WRITTEN REQUEST 1 -> In the forum post, in what month and year did the family buy George?

PAGE TEXT ->
The plan was set into motion about three years ago, we would buy an RV, sell our home and change our lifestyle.. we bought George in April 2005 and took him to France and Germany the same year on holiday. 
The past year has been hectic, preparing George for the trip of a lifetime, servicing, checking, testing, modifying, fitting extras.. he was MOTed and taxed last week, washed, cleaned and packed.. it's never ending, sleepless nights worrying, waking up and remembering something still to do.. selling, skipping, dumping the stuff you collect in 19 years.. heart breaking. Our rule was , if you haven't used it, worn it or read it in the last twelve months.... dump it, there is no room to carry sentimentality.

I've said many times that this wont be a holiday, we will travel and see many wonderful places no doubt but it's primarily about changing our lifestyle, our thinking and our values.. it will take courage and it will test our character and our resourcefulness .. we are not rich, (ask anyone who owns an RV if they are rich.. lol ) we will need to work but be not slaves to work.. money will be a means to an end, not an end in itself, happiness will be found in each other, not at Ikea..

Charlotte will be home schooled in the biggest classroom there is, with many teachers and in many languages, facilitating her learning and stimulating her curiosity, broadening her character and her knowledge.

Paul will be with us until next spring, then he wants to join the RN.. , ( pusser fired his imagination I think.. :lol: )

This is our philosophy, we may fail but it's better to try and fail than sit and dream. 
Thank you for reading, we look forward to meeting as many on here as possible, .. if not abroad then at a future MHFs meet or rally ..

A special thanks to all the other fulltimers who have given advice and help.. and to those who wish to follow I say.. be bold, be mad and do it now !

Jim, Jan, Paul and Chaz .. the blonde haired kid that keeps coming up on the front page.. :wink:


----------



## geraldandannie (Jun 4, 2006)

Great post, Jim. I hope you'll still be able to pop in here, and give us the enjoyment of sharing your adventure with you, and firing our imagination.

EXCERPTED RECORDS ->
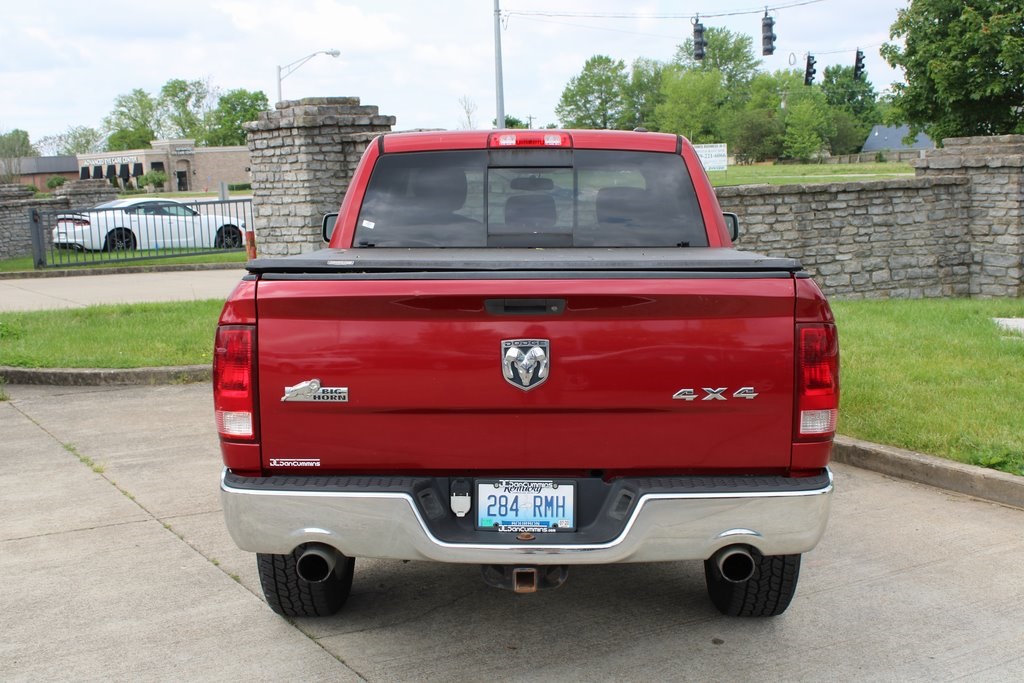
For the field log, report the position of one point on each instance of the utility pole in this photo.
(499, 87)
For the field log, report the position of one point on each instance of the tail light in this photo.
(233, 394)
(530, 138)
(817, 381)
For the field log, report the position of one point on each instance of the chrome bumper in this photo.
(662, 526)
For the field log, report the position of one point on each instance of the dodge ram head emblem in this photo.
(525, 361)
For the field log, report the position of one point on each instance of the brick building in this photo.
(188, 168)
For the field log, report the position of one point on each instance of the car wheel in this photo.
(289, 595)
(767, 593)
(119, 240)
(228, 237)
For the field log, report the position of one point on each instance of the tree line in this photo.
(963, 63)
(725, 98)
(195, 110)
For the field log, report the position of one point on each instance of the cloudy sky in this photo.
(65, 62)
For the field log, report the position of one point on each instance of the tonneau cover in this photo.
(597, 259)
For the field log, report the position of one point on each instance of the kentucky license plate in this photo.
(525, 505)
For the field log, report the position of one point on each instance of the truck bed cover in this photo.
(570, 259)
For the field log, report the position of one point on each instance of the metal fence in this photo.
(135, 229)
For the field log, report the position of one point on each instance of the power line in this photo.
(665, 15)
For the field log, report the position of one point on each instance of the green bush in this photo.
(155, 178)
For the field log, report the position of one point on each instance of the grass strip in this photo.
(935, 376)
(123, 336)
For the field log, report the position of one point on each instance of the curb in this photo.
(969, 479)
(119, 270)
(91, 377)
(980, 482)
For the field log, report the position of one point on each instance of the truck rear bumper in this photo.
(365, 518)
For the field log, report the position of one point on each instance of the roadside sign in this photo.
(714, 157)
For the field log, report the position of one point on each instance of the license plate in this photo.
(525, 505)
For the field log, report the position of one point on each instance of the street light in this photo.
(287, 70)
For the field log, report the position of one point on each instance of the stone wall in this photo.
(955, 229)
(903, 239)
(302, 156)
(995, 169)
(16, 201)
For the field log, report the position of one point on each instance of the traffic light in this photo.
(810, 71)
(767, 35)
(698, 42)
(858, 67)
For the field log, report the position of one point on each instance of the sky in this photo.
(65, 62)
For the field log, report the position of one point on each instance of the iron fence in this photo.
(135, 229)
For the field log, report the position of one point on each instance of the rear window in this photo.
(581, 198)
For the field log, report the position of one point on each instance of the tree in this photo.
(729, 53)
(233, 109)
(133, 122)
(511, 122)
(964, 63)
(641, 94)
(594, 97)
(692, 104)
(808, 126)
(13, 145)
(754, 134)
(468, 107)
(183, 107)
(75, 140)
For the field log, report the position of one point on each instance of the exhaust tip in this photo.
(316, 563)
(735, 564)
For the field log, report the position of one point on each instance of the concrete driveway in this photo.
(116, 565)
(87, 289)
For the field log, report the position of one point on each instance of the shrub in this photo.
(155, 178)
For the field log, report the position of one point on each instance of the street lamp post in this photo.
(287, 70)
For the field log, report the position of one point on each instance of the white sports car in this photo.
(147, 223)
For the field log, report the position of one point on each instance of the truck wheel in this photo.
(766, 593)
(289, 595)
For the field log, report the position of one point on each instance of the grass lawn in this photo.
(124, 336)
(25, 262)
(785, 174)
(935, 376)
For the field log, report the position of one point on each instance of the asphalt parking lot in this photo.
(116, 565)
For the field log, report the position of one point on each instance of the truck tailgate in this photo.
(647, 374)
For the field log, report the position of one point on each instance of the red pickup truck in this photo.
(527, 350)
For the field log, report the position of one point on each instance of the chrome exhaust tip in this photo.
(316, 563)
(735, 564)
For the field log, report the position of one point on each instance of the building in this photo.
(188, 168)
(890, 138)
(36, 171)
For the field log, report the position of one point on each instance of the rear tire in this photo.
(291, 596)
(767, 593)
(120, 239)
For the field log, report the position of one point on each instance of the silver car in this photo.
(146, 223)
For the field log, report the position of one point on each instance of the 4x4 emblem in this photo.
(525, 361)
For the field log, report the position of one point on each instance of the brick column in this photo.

WRITTEN REQUEST 2 -> Arrange everything in the listing, from the line containing "truck wheel in this photo." down to the end of the listing, as a numbered list, leaving out blank lines.

FULL OUTPUT 1 -> April 2005.

FULL OUTPUT 2 ->
1. For the field log, report the position of one point on each instance of the truck wheel in this photo.
2. (766, 593)
3. (289, 595)
4. For the field log, report the position of one point on each instance of the grass lawn in this photo.
5. (124, 336)
6. (25, 262)
7. (785, 174)
8. (935, 376)
9. For the field log, report the position of one point on each instance of the asphalt parking lot in this photo.
10. (116, 565)
11. For the field log, report the position of one point on each instance of the truck tailgate in this photo.
12. (647, 374)
13. For the field log, report the position of one point on each instance of the red pickup truck in this photo.
14. (527, 350)
15. For the field log, report the position of one point on each instance of the chrome exhaust tip in this photo.
16. (316, 563)
17. (735, 564)
18. For the field log, report the position of one point on each instance of the building in this photo.
19. (188, 168)
20. (890, 138)
21. (36, 171)
22. For the field log, report the position of one point on each instance of the rear tire in this photo.
23. (291, 596)
24. (767, 593)
25. (120, 239)
26. For the field log, report the position of one point on each instance of the silver car in this photo.
27. (146, 223)
28. For the field log, report the position of one point on each instance of the 4x4 emblem in this photo.
29. (525, 361)
30. For the field log, report the position of one point on each instance of the brick column in this photo.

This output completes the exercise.